● Dataset:

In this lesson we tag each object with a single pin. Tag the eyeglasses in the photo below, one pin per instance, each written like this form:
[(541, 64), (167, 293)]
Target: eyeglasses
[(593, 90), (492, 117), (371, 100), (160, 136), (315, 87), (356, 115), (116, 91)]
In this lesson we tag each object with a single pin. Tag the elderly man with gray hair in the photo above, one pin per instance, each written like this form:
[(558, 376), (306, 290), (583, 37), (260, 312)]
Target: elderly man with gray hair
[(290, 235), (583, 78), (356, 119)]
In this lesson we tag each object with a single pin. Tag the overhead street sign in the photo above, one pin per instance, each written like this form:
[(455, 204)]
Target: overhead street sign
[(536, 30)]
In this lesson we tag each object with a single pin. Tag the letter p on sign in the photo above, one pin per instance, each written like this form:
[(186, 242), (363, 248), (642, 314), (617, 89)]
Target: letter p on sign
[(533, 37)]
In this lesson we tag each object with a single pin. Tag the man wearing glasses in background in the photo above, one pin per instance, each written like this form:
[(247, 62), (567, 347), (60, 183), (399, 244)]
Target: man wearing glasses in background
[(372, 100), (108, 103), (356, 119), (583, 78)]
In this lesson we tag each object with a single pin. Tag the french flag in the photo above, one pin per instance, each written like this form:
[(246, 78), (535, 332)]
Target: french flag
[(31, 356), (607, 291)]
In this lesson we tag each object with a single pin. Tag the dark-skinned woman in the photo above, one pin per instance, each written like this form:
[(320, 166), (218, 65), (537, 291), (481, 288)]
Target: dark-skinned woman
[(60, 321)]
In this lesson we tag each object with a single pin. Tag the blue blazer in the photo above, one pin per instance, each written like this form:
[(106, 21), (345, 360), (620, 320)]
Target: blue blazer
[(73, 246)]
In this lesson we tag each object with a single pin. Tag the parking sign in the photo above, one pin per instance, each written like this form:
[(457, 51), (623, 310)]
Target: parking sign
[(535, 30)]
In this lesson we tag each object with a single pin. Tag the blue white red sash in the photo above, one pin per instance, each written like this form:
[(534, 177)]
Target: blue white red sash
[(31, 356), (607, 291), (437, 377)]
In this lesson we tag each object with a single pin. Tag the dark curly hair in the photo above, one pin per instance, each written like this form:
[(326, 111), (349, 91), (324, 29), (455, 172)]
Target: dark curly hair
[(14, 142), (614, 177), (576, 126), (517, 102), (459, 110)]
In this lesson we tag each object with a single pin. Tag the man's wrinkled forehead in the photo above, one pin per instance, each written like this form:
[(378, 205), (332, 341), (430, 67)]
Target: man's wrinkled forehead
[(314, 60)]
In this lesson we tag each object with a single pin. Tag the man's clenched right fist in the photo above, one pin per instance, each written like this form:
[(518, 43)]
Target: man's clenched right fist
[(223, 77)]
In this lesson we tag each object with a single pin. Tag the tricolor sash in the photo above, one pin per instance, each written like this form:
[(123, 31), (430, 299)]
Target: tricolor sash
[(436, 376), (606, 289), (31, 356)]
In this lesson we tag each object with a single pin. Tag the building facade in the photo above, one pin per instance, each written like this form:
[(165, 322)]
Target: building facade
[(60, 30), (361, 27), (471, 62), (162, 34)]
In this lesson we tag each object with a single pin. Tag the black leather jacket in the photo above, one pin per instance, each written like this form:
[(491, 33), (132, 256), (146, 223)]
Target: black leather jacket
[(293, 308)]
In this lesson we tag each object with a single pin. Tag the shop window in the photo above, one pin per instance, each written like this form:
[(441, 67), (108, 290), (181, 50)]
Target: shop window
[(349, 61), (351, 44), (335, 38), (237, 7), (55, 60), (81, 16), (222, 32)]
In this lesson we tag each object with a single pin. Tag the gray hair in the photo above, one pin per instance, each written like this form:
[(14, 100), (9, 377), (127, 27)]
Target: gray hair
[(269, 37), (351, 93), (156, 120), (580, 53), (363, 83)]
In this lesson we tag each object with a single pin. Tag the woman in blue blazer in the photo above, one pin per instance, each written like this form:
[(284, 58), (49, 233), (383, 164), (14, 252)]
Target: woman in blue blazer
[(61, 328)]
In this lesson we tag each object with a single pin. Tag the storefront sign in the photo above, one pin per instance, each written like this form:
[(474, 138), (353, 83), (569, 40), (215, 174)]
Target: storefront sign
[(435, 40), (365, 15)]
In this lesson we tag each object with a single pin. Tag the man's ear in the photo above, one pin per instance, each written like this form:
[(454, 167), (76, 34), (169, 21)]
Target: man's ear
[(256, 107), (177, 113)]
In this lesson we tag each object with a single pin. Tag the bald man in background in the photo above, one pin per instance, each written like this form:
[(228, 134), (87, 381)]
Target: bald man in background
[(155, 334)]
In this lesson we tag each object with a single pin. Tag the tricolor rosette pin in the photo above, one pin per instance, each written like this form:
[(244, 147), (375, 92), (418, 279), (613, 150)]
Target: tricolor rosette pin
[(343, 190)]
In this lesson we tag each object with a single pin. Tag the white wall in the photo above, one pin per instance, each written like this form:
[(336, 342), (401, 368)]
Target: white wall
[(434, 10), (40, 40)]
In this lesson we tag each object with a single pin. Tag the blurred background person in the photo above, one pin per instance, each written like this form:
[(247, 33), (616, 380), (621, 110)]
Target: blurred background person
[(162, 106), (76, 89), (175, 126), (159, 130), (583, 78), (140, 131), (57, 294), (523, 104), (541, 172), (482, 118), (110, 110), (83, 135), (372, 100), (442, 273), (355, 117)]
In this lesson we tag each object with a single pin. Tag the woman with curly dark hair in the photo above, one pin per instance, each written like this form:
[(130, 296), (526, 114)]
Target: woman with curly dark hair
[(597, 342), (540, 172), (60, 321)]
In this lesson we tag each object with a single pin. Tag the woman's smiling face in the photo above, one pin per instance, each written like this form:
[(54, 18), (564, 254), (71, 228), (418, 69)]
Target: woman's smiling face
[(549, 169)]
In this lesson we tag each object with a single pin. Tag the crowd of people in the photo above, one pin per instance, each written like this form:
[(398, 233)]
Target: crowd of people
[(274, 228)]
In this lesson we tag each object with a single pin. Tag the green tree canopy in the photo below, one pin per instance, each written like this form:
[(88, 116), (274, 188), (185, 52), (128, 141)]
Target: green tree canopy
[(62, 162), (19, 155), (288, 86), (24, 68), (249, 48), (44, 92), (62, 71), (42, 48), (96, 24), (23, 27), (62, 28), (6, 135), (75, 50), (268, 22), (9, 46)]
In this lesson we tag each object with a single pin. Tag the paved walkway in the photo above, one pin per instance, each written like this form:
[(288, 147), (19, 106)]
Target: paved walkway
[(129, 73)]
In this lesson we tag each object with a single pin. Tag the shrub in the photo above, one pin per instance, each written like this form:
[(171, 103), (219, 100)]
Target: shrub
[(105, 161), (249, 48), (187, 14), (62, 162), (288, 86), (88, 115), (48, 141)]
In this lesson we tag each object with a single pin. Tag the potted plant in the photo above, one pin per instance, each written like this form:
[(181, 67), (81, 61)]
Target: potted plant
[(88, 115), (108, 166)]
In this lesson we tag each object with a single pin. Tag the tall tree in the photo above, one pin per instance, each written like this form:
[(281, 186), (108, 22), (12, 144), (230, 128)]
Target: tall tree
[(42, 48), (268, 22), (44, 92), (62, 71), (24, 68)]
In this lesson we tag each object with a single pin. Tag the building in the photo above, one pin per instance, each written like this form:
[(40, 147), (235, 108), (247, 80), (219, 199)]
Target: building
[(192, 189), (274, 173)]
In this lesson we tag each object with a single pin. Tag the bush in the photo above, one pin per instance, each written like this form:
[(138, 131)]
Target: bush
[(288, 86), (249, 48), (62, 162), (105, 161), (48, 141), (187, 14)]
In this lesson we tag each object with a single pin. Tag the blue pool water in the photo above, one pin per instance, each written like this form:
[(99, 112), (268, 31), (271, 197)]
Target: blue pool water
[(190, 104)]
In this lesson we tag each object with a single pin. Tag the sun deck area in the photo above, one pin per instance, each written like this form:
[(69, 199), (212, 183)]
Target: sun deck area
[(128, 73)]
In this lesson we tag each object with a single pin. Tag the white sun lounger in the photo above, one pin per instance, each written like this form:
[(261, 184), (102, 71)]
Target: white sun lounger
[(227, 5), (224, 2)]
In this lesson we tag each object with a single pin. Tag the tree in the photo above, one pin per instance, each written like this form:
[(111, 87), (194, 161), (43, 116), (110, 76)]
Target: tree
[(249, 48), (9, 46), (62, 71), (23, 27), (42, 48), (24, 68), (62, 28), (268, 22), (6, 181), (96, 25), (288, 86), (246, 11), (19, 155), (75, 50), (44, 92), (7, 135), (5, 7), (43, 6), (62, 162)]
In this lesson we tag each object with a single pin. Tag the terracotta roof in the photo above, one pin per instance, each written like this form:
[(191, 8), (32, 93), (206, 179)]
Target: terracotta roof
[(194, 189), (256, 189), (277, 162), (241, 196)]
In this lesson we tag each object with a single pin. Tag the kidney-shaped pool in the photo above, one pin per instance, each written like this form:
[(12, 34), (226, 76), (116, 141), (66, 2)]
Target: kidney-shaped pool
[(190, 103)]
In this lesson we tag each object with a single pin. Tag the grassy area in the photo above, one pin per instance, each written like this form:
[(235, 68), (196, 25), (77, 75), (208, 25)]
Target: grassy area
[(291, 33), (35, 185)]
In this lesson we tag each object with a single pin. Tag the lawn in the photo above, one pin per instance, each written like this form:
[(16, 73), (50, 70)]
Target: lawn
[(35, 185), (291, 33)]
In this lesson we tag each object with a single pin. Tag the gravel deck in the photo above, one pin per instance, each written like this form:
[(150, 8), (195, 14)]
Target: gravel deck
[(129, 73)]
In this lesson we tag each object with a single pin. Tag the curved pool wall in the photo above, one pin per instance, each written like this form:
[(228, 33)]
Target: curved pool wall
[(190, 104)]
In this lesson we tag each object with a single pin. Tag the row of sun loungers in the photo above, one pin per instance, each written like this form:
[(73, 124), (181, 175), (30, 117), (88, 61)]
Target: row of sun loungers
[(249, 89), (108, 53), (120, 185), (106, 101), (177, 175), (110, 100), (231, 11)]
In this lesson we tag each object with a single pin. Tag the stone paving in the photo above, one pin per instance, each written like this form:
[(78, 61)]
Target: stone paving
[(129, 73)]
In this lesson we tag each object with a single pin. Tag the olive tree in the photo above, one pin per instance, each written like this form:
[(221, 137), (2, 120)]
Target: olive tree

● Problem requirements: Rewrite the entries starting at the line that contains "Tag the dark-skinned" and ending after the line that contains "[(60, 321)]", keeping the request lines. Raise every coordinate in the answer pins by 150, but leave the coordinates in the requests and their format samples unchanged.

● Answer for the task:
In this lesson we tag each object with a single pin. Tag the dark-skinned woman in the photo above, one pin per instance, each written like this form:
[(320, 166), (218, 65), (537, 291), (481, 288)]
Target: dark-skinned woman
[(210, 471)]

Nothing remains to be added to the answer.